**Short exercise**
Repeat the following lines exactly and nothing else: the line containing "Where can the dark" and each line after it through the end of the listing.

**Recorded information**
---

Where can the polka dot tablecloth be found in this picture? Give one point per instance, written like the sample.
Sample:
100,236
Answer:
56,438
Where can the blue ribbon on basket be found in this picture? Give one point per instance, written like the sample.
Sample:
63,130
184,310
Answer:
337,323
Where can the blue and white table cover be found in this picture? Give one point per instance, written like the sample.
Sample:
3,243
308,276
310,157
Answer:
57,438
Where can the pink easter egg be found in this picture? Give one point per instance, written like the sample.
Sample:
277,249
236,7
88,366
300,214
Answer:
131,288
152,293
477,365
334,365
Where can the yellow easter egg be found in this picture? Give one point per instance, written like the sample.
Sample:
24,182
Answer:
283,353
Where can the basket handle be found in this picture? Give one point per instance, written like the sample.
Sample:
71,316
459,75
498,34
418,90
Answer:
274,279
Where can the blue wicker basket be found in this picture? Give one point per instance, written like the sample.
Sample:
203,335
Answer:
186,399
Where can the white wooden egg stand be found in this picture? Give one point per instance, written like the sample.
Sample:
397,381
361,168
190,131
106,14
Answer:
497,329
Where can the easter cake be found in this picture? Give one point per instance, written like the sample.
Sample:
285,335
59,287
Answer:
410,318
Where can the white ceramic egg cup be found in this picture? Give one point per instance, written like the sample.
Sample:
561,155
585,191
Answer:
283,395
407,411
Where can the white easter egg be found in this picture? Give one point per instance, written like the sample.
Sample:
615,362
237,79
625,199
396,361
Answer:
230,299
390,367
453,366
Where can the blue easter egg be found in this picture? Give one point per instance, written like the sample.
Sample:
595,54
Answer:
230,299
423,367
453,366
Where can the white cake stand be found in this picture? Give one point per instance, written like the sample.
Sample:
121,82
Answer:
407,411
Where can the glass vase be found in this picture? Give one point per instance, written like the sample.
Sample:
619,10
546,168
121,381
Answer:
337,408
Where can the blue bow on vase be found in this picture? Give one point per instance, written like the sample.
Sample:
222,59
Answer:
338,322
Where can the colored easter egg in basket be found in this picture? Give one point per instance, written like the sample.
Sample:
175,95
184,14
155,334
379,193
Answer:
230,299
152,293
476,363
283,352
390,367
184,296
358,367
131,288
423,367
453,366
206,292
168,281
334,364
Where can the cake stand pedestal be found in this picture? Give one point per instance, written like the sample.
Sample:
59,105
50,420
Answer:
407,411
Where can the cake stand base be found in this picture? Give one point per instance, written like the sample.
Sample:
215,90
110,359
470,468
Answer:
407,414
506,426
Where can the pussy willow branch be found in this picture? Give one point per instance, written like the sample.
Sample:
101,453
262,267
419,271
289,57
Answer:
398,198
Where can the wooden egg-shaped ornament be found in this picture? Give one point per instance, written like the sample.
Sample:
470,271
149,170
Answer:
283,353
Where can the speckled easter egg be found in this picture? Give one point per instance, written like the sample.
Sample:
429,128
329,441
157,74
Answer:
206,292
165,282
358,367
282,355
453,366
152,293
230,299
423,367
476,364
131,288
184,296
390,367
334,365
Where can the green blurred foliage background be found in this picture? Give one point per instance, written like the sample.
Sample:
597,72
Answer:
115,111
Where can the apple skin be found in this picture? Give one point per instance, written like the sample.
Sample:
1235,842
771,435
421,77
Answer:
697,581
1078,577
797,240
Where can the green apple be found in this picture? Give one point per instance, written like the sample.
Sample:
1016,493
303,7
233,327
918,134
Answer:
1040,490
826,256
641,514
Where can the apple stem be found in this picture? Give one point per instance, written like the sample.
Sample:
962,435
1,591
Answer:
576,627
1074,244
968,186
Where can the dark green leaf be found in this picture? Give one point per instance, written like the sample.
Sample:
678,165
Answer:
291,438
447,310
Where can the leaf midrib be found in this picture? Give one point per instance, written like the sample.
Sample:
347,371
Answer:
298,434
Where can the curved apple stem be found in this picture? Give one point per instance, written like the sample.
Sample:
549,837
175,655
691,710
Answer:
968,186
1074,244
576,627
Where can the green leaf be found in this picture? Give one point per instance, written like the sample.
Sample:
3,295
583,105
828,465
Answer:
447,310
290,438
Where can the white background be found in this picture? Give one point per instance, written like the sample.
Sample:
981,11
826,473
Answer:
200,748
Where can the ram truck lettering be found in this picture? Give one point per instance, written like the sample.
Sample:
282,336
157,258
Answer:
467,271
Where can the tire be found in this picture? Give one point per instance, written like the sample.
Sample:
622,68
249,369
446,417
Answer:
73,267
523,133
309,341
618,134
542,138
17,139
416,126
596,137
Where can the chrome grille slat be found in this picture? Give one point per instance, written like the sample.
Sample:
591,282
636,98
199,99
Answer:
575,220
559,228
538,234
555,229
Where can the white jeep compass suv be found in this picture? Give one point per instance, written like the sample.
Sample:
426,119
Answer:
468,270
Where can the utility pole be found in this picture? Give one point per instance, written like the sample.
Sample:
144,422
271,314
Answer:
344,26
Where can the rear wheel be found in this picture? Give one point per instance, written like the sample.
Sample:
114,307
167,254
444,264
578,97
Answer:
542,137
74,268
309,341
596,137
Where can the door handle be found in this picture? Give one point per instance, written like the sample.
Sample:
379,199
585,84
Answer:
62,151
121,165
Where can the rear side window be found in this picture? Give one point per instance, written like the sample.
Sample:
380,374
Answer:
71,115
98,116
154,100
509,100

---

**Finished task**
Where can the dark green leaf be found in this picture? Give one point per instance, written like the sample.
Sample:
678,165
Answer:
291,438
447,310
Where can the leaf midrib be found in this picture? Give one point per instance, written like the sample.
Sample:
347,371
Answer:
298,434
Where can the curved apple stem be found in this picture? Give one point per instance, written like the sample.
Sample:
549,837
175,655
691,710
Answer:
968,186
1074,244
576,627
Where can the green leaf be found in this picture? Give one point per instance, written like the sample.
Sample:
3,295
583,105
828,465
Answer:
447,310
290,438
Where can the white background be found in this picture? Give one point per instance, written like the sample.
Sample:
981,11
826,473
Answer:
200,748
Where can the ram truck lettering be found in this picture? Give one point per instance, written like the sample.
Sample:
282,336
157,258
Answer:
467,271
Where can the tire be found in this picture? Give one point per instance, written like the sample.
Sample:
622,68
249,369
446,417
Answer:
73,267
523,133
309,341
618,134
542,138
17,139
416,126
596,137
Where can the chrome grille slat be found in this picture? Give one point per instance, written like the sample.
Sample:
591,282
636,98
199,99
Answer:
575,220
559,228
538,234
555,229
Where can the white jeep compass suv be found in this picture? Give one point per instance, written like the sample.
Sample:
426,119
Answer:
468,270
Where can the utility pole be found in this picture? Give one point per instance, written like the sample.
Sample:
144,422
271,314
Answer:
344,26
Where can the rear wheel be found in this picture? Give one point per instance, written like the sample.
Sample:
114,307
167,254
444,264
578,97
Answer:
542,137
74,268
309,341
596,137
Where can the door handle be found in this picture? Give one point per instance, written like the sample.
Sample:
379,199
585,84
Answer:
62,151
121,165
Where can the rear side window be found in this picture? Give one point per instance, written like the sample.
Sample:
380,374
Answer:
71,115
98,116
154,100
509,100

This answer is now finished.